▶ **GIVEN INFORMATION**
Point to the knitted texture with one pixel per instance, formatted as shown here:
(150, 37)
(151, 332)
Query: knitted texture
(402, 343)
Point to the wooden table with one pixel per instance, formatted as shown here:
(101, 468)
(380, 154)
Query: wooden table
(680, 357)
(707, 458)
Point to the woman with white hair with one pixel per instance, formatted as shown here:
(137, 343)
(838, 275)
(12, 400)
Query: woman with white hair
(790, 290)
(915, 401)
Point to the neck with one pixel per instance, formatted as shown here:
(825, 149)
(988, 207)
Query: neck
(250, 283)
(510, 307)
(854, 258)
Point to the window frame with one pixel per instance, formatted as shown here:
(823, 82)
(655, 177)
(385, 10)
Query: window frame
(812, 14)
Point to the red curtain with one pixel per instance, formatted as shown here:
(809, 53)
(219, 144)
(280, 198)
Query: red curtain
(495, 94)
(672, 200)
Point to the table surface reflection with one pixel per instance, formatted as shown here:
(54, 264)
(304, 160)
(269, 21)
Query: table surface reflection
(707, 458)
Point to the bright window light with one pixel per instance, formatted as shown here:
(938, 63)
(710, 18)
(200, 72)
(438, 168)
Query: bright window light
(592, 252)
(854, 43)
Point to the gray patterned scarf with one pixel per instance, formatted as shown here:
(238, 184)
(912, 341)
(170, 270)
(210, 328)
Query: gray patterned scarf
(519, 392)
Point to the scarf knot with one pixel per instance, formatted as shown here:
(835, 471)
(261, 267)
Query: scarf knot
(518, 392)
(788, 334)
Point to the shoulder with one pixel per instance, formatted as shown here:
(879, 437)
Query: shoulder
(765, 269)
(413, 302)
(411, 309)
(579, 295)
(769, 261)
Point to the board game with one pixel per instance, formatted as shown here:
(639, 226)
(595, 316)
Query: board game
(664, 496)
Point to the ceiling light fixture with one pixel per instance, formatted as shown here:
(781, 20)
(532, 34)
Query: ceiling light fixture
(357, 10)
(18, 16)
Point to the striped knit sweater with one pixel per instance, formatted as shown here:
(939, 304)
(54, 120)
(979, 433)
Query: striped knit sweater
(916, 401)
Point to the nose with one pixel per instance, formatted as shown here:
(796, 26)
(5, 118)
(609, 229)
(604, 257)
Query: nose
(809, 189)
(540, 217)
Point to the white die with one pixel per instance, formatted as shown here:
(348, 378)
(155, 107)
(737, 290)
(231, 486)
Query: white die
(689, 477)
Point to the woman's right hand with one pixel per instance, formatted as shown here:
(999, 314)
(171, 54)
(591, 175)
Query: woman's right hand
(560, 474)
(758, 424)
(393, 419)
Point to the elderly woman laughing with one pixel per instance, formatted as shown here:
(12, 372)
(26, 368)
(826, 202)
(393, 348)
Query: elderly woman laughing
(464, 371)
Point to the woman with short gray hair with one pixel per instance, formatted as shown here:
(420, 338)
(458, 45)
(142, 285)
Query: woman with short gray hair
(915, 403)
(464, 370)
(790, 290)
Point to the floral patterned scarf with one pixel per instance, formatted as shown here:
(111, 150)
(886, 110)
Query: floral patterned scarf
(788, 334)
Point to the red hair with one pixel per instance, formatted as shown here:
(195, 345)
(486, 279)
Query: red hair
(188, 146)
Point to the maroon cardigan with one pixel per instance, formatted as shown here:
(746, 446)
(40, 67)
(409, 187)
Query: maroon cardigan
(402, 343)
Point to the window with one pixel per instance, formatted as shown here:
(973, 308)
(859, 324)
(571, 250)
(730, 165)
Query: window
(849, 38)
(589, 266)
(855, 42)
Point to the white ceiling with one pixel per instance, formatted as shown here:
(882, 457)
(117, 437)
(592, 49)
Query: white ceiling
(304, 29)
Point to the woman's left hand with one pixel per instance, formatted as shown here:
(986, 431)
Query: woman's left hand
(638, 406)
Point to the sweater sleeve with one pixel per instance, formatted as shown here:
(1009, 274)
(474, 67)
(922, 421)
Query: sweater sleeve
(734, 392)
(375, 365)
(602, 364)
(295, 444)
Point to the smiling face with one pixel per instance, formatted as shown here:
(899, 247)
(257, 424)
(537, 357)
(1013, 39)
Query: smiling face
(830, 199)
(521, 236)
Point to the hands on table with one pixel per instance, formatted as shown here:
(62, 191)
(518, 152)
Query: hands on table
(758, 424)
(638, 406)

▶ **WORK REQUEST**
The listing is to be retyped in full, exactly as shown.

▶ **EXERCISE OUTPUT**
Point to the knitted texture with one pixel per instance, formatted as shown here:
(150, 37)
(151, 332)
Query: knitted texture
(402, 343)
Point to the wooden table with one pixel per instance, formatted as shown here:
(101, 468)
(380, 154)
Query: wooden table
(680, 357)
(707, 458)
Point to the woman with white hair with one pixel per instance, formatted as shown here:
(137, 343)
(838, 275)
(12, 400)
Query: woman with white hair
(790, 290)
(915, 401)
Point to the neck with one pixel per instance, formatted as shown here:
(825, 149)
(988, 207)
Query: neck
(250, 283)
(510, 307)
(854, 258)
Point to the window frame with one pixel per instance, formatted as shown here:
(823, 82)
(655, 177)
(385, 10)
Query: window frame
(812, 14)
Point to the red curtain with one pixel per instance, formatted as shown here:
(809, 53)
(219, 144)
(280, 198)
Query: red curtain
(495, 94)
(672, 200)
Point to the table surface reflection with one pixel per instance, formatted as shown here:
(54, 264)
(304, 160)
(269, 21)
Query: table surface reflection
(707, 458)
Point to the bright window light with one pixel per instance, formatted as shown here:
(938, 63)
(710, 18)
(200, 72)
(438, 168)
Query: bright window light
(592, 252)
(854, 43)
Point to the gray patterned scarf with one pixel per instance, formatted as shown here:
(238, 184)
(912, 341)
(170, 270)
(210, 328)
Query: gray patterned scarf
(519, 392)
Point to the scarf knot with one pixel per instance, formatted as shown here:
(835, 471)
(261, 267)
Query: scarf knot
(518, 392)
(788, 334)
Point to the shoulder with one pixel per instance, formatted as shown here:
(879, 437)
Query: shoulder
(765, 269)
(413, 302)
(411, 309)
(579, 295)
(769, 261)
Point to the board game with one pixel per instance, formatted as shown here:
(639, 226)
(595, 316)
Query: board game
(664, 496)
Point to the ceiling light fixture with one pixel per instance, formatted as shown here:
(781, 20)
(532, 34)
Query: ceiling light fixture
(357, 10)
(18, 16)
Point to the striped knit sweater with one pixel per instance, formatted as shown here:
(939, 304)
(54, 120)
(979, 433)
Query: striped knit sweater
(916, 401)
Point to the nose with one pixel per instance, formatted as shown here:
(796, 26)
(5, 118)
(609, 229)
(604, 257)
Query: nose
(809, 189)
(540, 217)
Point to the white die with one pixel per instance, formatted as shown here:
(348, 378)
(155, 107)
(737, 290)
(231, 486)
Query: white die
(689, 477)
Point to the woman's right hand with one pixel per instance, formatted as shown here:
(999, 314)
(171, 54)
(591, 175)
Query: woman's right hand
(560, 474)
(758, 424)
(393, 419)
Point to the elderly woman laughing with one pixel per instance, formatted as shown here:
(12, 372)
(26, 368)
(826, 202)
(393, 348)
Query: elderly woman laughing
(464, 371)
Point to the woman with short gray hair with one pixel per instance, formatted as shown here:
(420, 338)
(458, 45)
(142, 285)
Query: woman with short gray hair
(915, 403)
(464, 370)
(790, 290)
Point to the floral patterned scarf with one pixel per instance, formatted as shown here:
(111, 150)
(886, 110)
Query: floral patterned scarf
(788, 334)
Point to the red hair with one pixel per instance, formatted as shown here:
(195, 345)
(486, 279)
Query: red hair
(188, 146)
Point to the maroon cardigan with one pixel per instance, formatted as shown here:
(746, 446)
(40, 67)
(409, 187)
Query: maroon cardigan
(402, 343)
Point to the window with one pixel per instance, formatted as shown here:
(973, 308)
(859, 324)
(571, 250)
(730, 165)
Query: window
(849, 38)
(589, 266)
(855, 42)
Point to the white ceiling with one pixel per instance, formatted as shown here:
(882, 457)
(117, 437)
(592, 49)
Query: white ceiling
(304, 29)
Point to the woman's left hand with one pixel per instance, formatted as shown here:
(986, 431)
Query: woman's left hand
(638, 406)
Point to the sweater sleeve with one pixel per instance, formatted as shown here:
(1009, 274)
(474, 67)
(922, 421)
Query: sweater sleeve
(734, 392)
(375, 365)
(602, 364)
(295, 444)
Point to the smiling face with one pixel per instance, formatted as shown here:
(899, 247)
(257, 424)
(537, 357)
(1013, 39)
Query: smiling face
(830, 199)
(521, 236)
Point to the hands on table with one pixel per instance, formatted as shown here:
(62, 191)
(518, 152)
Query: hands on table
(758, 424)
(638, 406)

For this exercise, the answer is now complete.